EXERCISE DIRECTIONS
Each record below should be written out again exactly as given.

+++

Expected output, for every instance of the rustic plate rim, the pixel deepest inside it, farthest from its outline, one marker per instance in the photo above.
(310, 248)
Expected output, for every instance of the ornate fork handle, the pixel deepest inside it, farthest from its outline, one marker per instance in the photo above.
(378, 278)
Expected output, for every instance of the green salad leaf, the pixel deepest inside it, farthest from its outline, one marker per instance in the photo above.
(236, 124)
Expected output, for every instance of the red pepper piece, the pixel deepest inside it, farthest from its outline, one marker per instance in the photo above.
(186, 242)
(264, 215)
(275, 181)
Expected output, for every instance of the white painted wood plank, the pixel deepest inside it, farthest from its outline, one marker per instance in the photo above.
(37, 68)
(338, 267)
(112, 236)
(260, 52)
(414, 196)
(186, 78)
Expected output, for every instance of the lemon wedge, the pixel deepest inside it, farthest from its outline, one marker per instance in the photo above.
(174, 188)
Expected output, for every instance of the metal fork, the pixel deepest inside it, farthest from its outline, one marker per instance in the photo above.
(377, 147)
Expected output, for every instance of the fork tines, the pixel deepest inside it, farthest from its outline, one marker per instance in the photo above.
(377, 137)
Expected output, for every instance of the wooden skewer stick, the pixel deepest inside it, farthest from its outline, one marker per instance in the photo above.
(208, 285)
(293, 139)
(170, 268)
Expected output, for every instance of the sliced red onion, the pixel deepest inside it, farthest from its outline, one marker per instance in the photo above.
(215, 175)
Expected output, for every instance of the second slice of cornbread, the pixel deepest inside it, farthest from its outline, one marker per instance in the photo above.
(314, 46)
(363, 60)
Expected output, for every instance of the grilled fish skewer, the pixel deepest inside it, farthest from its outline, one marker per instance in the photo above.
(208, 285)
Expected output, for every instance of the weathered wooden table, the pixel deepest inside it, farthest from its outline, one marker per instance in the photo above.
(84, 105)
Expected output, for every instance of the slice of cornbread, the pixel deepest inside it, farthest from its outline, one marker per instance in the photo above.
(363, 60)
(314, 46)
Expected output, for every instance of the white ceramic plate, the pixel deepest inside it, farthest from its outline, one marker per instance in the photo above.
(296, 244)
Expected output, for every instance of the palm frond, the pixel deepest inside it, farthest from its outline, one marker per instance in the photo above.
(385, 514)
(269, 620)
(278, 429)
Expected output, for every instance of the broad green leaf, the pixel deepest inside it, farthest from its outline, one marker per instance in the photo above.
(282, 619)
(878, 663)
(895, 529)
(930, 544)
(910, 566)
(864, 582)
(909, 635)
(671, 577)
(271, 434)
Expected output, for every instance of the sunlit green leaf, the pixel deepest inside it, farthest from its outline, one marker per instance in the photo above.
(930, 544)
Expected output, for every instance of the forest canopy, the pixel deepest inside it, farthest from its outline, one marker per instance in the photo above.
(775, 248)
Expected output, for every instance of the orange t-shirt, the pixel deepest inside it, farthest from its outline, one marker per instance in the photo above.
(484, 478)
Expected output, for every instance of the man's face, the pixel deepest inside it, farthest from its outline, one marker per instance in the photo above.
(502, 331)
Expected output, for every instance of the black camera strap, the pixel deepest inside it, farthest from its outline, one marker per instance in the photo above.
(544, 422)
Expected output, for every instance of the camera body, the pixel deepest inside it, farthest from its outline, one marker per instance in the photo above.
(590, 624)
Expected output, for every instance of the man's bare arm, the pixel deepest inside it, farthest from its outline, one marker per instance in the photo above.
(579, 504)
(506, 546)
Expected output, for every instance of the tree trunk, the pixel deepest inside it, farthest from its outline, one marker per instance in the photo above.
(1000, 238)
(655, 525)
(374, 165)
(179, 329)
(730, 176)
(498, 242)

+++

ANSWER BOX
Expected output, for every instance of the rustic plate rim, the pixel deepest inside it, farthest from its outline, one marker per instance in the photo above.
(310, 248)
Expected output, for every instance of the ornate fork handle, the pixel deepest inside it, farthest from its outline, one marker per instance in the photo above.
(378, 278)
Expected output, for every instance of the green salad leaf, the pixel deepest inside it, farthest from its outline, one marker per instance in the photo above.
(236, 124)
Expected output, for every instance of the red pepper piece, the pixel deepest inside it, farthest from its outline, one marker per instance in the photo above.
(186, 242)
(264, 215)
(275, 181)
Expected output, for every instance of the white painted wood plank, the pixel deepest inside it, farthest from its outline, one marker per instance in the photo above.
(37, 68)
(338, 267)
(112, 236)
(260, 52)
(414, 196)
(186, 78)
Expected output, for every instance of the lemon wedge, the pixel deepest inside it, farthest from its outline, one marker per instance in the photo above.
(174, 188)
Expected output, for every instance of the metal fork, the pixel deepest inside it, farthest from its outline, one marker per instance in the photo above.
(377, 147)
Expected output, for every instance of the fork tines, the pixel deepest inside it, farthest from its outline, one marker per instance in the photo above.
(377, 137)
Expected output, for every instance of the wooden skewer stick, the pixel deepest inside it, farthest from its outline, one marker per instance in the photo above.
(208, 285)
(293, 139)
(170, 268)
Expected output, for every instance of the sliced red onion, the pixel deepest inside it, farthest from its outline, one marker per instance in the photo above.
(215, 175)
Expected output, for every instance of the second slice of cornbread, the pixel deepest inside it, farthest from its outline, one marker per instance in the photo above.
(314, 46)
(363, 60)
Expected output, for every instance of the grilled fish skewer, the pixel deepest inside it, farthest from its outline, one marker per instance in the photo above.
(208, 285)
Expected output, for every instance of the weathered wooden table, the pixel deepest inside it, farthest from its outline, one marker per instance in the photo above.
(84, 105)
Expected output, for every instance of the slice of cornbread, the pixel deepest inside it, farthest from its outline, one marker per instance in the photo above.
(363, 60)
(314, 46)
Expected output, for every instance of the white ceramic plate, the pixel deepest inside it, farthest from its outline, one marker per instance in the photo above.
(296, 244)
Expected output, for every instance of the palm frond, the pixel deepest inside it, farthest from its outline, one marker per instance in the photo above.
(385, 514)
(269, 620)
(278, 429)
Expected output, for every instance of the broad green leaf, the pixel deepest inside it, farthest from its outline, one marker per instance in the photo above.
(282, 619)
(878, 663)
(895, 529)
(930, 544)
(910, 566)
(864, 582)
(909, 635)
(671, 577)
(271, 434)
Expected output, for every instance of the sunlit green leaf, the pixel deepest inside it, farthest from its outline, one marker per instance in the photo above.
(930, 544)
Expected output, for every instance of the forest canopy, the pixel deepest inside it, farthest from its outline, one marker per instance in the photo above.
(775, 248)
Expected output, for every instance of the orange t-shirt, the pixel deepest inside it, farthest from its outline, one marker per instance in the photo above.
(484, 478)
Expected output, for every instance of the man's face, the pixel deepest inside it, farthest from its outline, one marker per instance in the photo above.
(502, 331)
Expected output, for every instance of the black camera strap, the pixel deepest inside it, farthest from its outline, one marker per instance in the photo above.
(544, 422)
Expected output, for every instance of the camera body, the pixel deepest inside it, farthest from its outline, one marker per instance in the photo above.
(590, 624)
Expected output, for every instance of the man's bare arm, the pixel deepest inside it, farthest from its outline, one marker per instance in the photo above.
(579, 504)
(506, 546)
Expected output, for every instance of the tree trunk, the pixel deepest inside it, farthest from its outline, one marker per instance in the photo above.
(1000, 238)
(655, 525)
(374, 165)
(179, 329)
(730, 176)
(498, 242)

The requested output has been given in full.